_What the task requires_:
Pull out each line of the material below that contains the word "tree".
START
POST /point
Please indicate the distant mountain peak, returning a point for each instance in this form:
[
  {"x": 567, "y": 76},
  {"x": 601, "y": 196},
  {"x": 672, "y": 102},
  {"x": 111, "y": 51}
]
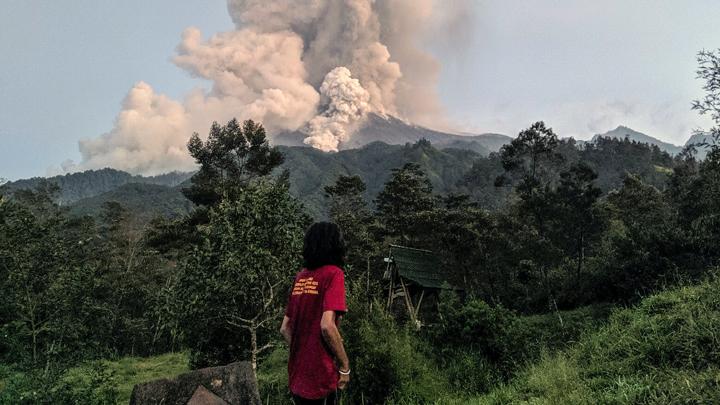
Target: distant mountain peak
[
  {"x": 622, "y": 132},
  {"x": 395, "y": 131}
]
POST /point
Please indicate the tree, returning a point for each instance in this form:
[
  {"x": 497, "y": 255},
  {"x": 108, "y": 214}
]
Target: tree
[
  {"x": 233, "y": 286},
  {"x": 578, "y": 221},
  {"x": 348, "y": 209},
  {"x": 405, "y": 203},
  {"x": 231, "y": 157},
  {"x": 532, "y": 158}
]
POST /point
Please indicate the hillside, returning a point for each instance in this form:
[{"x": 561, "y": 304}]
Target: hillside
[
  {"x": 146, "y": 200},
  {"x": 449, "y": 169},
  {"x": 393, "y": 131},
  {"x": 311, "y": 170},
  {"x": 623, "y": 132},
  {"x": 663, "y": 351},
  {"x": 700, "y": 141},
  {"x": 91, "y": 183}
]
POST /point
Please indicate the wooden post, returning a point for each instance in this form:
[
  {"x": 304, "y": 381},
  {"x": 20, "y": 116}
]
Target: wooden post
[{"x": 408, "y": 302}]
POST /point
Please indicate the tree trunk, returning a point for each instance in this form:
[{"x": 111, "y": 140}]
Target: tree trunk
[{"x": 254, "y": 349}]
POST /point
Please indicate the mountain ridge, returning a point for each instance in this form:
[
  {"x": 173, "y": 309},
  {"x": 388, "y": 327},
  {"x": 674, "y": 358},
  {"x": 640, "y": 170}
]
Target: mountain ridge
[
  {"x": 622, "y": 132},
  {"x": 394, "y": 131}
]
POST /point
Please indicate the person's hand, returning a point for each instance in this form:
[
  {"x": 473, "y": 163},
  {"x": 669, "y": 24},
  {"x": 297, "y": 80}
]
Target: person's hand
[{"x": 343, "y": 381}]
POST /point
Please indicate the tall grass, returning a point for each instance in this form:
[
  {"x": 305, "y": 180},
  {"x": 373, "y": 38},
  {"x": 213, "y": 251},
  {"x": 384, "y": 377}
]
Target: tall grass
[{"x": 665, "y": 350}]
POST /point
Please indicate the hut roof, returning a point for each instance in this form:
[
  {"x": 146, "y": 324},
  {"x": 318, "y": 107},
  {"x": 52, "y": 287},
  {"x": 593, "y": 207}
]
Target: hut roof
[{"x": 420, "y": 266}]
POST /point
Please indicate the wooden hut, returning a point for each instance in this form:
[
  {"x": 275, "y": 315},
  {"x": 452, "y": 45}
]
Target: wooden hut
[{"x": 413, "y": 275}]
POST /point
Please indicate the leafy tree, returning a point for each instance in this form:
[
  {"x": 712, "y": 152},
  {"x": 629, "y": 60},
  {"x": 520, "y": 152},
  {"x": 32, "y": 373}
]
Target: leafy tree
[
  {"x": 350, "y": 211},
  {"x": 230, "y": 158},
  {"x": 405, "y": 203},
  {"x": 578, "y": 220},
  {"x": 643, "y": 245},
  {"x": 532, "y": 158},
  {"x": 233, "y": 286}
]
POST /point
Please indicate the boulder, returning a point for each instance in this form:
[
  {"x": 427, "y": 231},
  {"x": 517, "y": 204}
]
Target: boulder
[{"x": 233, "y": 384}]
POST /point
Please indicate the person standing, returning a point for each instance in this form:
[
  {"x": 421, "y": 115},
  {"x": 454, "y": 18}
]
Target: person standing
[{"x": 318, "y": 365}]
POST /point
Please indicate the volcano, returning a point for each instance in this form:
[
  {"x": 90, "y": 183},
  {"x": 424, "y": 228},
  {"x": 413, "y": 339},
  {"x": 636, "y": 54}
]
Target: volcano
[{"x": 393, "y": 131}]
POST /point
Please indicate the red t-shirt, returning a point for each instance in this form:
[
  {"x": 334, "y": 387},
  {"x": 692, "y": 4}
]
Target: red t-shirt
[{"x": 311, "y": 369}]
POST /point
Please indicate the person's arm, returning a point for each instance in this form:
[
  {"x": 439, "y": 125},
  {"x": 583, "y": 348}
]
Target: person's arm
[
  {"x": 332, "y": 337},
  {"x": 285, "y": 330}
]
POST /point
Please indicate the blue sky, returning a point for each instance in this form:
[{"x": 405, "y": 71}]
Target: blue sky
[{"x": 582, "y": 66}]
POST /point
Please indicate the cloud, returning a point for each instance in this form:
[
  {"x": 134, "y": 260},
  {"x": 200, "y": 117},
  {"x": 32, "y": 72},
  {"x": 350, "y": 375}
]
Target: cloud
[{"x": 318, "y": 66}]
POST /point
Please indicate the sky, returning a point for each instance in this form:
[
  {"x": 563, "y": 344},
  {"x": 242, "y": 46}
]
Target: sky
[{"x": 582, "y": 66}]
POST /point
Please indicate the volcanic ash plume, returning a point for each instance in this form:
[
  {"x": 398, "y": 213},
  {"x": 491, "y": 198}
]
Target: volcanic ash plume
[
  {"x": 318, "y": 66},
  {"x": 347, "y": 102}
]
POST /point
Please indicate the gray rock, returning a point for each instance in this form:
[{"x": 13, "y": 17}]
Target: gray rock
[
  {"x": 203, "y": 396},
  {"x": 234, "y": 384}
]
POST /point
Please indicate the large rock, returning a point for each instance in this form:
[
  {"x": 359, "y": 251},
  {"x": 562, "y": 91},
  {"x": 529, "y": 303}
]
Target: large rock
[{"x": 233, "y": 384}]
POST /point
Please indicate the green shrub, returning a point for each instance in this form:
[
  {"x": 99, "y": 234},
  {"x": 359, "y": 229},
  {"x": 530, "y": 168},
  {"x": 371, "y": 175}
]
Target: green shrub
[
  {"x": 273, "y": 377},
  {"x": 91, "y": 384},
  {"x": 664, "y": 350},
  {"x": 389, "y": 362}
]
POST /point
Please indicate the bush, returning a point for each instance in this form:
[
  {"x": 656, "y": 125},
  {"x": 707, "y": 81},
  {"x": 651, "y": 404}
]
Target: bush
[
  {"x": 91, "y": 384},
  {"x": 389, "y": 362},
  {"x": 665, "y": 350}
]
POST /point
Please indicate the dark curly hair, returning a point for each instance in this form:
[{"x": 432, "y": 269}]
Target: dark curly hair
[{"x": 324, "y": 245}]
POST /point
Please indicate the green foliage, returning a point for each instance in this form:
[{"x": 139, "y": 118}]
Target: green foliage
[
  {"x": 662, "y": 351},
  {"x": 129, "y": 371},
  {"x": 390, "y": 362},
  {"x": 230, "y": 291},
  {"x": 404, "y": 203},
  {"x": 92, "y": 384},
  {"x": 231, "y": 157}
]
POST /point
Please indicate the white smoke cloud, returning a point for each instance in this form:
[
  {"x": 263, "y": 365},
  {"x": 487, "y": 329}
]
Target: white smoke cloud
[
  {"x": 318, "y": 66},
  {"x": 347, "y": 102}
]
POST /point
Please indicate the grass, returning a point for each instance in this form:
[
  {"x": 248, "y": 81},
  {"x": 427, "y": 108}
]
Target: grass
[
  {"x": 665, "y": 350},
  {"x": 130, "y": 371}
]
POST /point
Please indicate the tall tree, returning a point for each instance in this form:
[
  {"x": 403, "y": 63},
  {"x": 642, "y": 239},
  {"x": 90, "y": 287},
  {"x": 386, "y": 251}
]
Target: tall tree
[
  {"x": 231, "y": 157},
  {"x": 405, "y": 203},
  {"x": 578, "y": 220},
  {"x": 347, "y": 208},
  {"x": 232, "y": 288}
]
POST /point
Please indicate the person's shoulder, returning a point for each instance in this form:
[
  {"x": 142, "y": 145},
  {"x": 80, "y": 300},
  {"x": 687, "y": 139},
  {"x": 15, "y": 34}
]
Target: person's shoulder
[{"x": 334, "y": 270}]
END
_Finished task_:
Please indicate the tree, returning a point for each instance in this form:
Target: tree
Please indicate the tree trunk, returning a point for each instance in this form:
Target: tree trunk
Please indicate the leafy tree, returning a point for each instance in this form:
Target: leafy tree
Please indicate the tall tree, returning a point for each instance in this form:
Target: tall tree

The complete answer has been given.